▶ _Given passage_
○ ○ ○
Top 5 AI announcements at Microsoft Inspire 2023
Microsoft has made a slew of artificial intelligent (AI)-led announcements at this year’s Inspire 2023, its annual partner event, virtually hosted on July 18-19.
Some of these include a $30 pricing for Microsoft 365 Copilot, expansion of Bing Chat for the enterprise, its partnership with Meta, and a $100 million investment for partners in the areas of analytics and AI.
Here are the five key takeaways from Microsoft's AI advancements and partnerships from Inspire 2023.
Launch of Microsoft 365 Copilot pricing for $30
Microsoft announced pricing for Microsoft 365 Copilot, which the company said, will be available for $30 per user per month for Microsoft 365 E3, E5, Business Standard and Business Premium customers.
Copilot is a generative AI assistant that sits across the company’s suite of business productivity and collaboration apps and can automate tasks and create content — including analysing Excel data, designing PowerPoint presentations, and summarising Teams meetings.
Microsoft has said that this pricing will come into force when Copilot becomes “broadly available,” but is yet to share a timeline for when that might be. Currently, 600 global enterprise customers are signed up to its early access program.
New Bing Chat Enterprise offers better privacy for businesses
Microsoft announced the expansion of Bing Chat, through the launch of Bing Chat Enterprise, which is a work-specific version of the company’s AI-powered chat feature that it launched in February. The offering allows users to ask questions and receive answers from GPT-4, the OpenAI Large Language Model (LLM) that Microsoft has invested heavily in since the end of 2022.
“Since launching the new Bing in February, we’ve heard from many corporate customers who are excited to empower their organizations with powerful new AI tools but are concerned that their companies’ data will not be protected,” Frank X. Shaw - Chief Communications Officer, Microsoft, said in a blog.
Bing Chat Enterprise comes with business-focused data privacy and governance controls. For example, it does not save any chat data or use it to train the underlying LLM model. Furthermore, Microsoft cannot view a customer’s business data and hence cannot use it to train the underlying AI models.
Bing Chat Enterprise is rolling out in preview from today and is included at no additional cost in Microsoft 365 E3, E5, Business Standard and Business Premium, the company said, adding that it will be available as a stand-alone offering for $5 per user, per month in the future.
Microsoft adds sales-related AI capabilities
Microsoft added a new generative AI assistant, dubbed Sales Copilot that is designed for sellers and can be accessed via tools including Outlook, Teams, and Dynamics 365 Sales.
Microsoft Sales Copilot provides a range of productivity and support tools for CRM users. For example, the chatbots with Copilot will help sales organisations to field AI-driven chatbots with all the capabilities of services like ChatGPT, but tailored specifically for customer service, containing the unique product and service knowledge customers will need.
Sales Copilot has been made generally available both as a stand-alone subscription and included as part of customers’ existing Dynamics 365 Sales Enterprise and Premium licenses at no additional cost, the company said.
Additionally, the company said that enterprises will be able to use the Copilot inside Dynamics 365 Customer Insights in order to orchestrate contextually relevant customer data across marketing, sales, and service via natural language prompts.
Meta and Microsoft partnership
Meta and Microsoft have announced support for the Llama family of large language models on Azure and Windows. The Meta AI model, dubbed Llama 2, will be free and available to developers building software on Microsoft’s Azure cloud-computing platform, the companies said.
○ ○ ○
▶ _Data listing_

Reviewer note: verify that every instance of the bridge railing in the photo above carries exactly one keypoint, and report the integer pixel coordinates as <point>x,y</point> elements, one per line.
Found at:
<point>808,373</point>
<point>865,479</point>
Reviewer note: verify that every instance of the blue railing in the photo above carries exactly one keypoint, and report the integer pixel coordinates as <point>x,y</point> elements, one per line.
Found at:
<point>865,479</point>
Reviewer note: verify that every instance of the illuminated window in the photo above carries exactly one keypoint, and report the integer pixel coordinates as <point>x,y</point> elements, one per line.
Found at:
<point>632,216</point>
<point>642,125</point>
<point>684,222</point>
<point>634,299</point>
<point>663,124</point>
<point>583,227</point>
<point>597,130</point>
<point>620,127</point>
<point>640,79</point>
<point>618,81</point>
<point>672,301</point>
○ ○ ○
▶ _Exercise tasks_
1. List the Microsoft 365 plans whose customers, according to the Microsoft Inspire 2023 article, will be offered Microsoft 365 Copilot at $30 per user per month.
2. From the Microsoft Inspire 2023 article, quote everything from "Here are the" down to "early access program.".

▶ _Expected results_
1.
- Microsoft 365 E3
- Microsoft 365 E5
- Business Standard
- Business Premium

2.
Here are the five key takeaways from Microsoft's AI advancements and partnerships from Inspire 2023.
Launch of Microsoft 365 Copilot pricing for $30
Microsoft announced pricing for Microsoft 365 Copilot, which the company said, will be available for $30 per user per month for Microsoft 365 E3, E5, Business Standard and Business Premium customers.
Copilot is a generative AI assistant that sits across the company’s suite of business productivity and collaboration apps and can automate tasks and create content — including analysing Excel data, designing PowerPoint presentations, and summarising Teams meetings.
Microsoft has said that this pricing will come into force when Copilot becomes “broadly available,” but is yet to share a timeline for when that might be. Currently, 600 global enterprise customers are signed up to its early access program.